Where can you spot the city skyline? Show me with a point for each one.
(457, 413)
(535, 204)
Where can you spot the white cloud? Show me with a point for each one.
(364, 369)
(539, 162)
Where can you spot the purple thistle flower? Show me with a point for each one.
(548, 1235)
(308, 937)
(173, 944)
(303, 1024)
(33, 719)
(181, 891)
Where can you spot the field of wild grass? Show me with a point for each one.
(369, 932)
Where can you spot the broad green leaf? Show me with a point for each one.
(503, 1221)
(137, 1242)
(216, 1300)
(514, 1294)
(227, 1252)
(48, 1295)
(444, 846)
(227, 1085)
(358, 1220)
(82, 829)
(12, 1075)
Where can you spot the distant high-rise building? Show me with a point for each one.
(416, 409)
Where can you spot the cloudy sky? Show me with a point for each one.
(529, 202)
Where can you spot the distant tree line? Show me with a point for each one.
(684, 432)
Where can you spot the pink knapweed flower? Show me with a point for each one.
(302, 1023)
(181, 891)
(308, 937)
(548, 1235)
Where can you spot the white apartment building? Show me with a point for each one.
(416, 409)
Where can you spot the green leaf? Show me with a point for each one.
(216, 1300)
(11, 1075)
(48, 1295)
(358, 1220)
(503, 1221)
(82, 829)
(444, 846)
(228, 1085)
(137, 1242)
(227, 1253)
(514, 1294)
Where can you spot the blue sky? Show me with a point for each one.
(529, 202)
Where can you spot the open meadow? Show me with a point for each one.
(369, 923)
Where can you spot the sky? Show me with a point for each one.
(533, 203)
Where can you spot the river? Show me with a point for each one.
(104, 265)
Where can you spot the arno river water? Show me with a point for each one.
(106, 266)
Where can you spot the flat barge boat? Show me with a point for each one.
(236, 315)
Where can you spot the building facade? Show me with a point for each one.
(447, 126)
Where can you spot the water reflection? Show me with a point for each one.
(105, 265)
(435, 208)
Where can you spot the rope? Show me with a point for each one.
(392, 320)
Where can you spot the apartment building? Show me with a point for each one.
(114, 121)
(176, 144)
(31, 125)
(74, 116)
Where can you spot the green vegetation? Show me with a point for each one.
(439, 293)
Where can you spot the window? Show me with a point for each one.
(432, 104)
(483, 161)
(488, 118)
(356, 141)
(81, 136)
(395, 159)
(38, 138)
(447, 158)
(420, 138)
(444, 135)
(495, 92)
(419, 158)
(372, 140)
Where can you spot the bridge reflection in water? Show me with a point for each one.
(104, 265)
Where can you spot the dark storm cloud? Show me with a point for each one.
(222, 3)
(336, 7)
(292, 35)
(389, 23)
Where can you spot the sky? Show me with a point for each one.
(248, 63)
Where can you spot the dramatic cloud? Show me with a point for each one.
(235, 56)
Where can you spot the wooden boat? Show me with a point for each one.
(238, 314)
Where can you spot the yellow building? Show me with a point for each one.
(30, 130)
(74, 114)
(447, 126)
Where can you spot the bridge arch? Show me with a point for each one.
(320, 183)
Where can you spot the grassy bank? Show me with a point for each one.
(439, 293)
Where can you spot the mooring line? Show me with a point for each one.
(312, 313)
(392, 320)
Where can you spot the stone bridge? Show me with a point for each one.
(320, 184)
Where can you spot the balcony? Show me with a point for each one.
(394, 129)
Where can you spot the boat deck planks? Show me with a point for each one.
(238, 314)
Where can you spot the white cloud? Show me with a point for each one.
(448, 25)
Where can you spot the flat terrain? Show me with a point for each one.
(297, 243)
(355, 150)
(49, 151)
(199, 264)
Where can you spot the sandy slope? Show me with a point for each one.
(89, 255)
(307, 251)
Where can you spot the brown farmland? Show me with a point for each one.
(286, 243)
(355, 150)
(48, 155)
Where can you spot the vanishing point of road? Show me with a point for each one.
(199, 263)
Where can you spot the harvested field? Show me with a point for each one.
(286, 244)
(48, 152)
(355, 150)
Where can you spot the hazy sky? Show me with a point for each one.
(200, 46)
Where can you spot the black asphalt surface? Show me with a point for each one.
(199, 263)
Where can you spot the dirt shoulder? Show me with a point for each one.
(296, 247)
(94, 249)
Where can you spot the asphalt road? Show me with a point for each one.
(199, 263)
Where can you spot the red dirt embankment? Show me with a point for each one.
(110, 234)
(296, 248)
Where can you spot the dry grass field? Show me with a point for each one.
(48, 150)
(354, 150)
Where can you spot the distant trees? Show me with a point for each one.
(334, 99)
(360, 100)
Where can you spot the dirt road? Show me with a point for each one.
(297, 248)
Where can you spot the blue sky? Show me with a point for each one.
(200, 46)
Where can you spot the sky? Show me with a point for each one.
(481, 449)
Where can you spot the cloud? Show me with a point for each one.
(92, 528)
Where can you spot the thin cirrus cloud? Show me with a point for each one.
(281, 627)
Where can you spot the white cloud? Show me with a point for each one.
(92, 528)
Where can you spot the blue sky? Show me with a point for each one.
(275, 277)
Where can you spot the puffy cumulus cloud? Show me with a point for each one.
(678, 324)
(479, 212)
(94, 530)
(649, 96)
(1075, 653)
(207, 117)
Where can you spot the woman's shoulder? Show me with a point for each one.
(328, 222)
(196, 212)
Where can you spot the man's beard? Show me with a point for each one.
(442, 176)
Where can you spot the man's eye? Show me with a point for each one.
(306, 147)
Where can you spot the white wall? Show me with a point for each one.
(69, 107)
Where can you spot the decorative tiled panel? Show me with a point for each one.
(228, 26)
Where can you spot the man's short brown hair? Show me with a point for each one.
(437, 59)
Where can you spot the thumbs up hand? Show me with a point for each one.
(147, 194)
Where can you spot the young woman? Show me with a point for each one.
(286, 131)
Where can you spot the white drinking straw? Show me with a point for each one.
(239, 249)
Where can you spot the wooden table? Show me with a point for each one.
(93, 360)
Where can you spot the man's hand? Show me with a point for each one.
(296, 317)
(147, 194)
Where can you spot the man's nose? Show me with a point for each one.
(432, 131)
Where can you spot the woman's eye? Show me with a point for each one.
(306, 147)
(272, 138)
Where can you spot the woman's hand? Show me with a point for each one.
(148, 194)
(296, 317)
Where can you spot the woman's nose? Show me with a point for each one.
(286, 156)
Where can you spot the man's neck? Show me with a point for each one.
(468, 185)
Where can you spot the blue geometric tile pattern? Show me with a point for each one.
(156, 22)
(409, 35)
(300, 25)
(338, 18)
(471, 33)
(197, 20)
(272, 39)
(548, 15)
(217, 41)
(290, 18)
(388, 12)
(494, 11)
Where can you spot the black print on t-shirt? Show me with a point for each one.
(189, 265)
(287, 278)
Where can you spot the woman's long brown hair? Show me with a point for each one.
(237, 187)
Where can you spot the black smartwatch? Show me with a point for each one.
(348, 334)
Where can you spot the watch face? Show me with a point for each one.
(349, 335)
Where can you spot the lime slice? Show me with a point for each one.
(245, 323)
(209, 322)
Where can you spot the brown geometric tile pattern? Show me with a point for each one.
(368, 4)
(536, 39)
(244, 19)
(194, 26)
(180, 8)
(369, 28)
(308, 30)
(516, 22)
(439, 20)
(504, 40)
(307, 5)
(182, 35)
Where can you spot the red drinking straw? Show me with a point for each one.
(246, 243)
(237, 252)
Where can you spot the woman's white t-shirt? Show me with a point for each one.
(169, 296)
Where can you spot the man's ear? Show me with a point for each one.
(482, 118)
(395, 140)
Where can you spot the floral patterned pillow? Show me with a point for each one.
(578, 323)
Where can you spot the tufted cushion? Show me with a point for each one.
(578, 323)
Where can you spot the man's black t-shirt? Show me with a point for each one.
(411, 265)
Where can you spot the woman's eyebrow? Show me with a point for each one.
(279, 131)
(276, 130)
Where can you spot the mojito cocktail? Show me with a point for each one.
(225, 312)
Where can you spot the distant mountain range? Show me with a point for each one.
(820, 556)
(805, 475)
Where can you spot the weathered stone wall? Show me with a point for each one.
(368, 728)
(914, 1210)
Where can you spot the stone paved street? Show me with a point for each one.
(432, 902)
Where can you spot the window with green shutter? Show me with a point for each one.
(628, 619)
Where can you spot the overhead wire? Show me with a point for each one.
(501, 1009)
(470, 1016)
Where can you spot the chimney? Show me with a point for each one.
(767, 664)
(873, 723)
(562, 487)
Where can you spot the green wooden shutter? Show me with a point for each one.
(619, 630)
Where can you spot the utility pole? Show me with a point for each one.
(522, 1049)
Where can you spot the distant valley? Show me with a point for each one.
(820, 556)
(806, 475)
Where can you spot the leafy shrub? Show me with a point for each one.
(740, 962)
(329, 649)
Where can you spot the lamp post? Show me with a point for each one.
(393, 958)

§ WHAT YOU ARE ASKED TO DO: Only the lines from the one containing "Where can you spot the leafy" through the last line of the records belong in the answer, each written out exactly.

§ SOLUTION FOR THIS EXERCISE:
Where can you spot the leafy shrub? Show me with a point for each one.
(740, 962)
(329, 649)
Where can you spot the lamp post? Show me with a point for each one.
(393, 958)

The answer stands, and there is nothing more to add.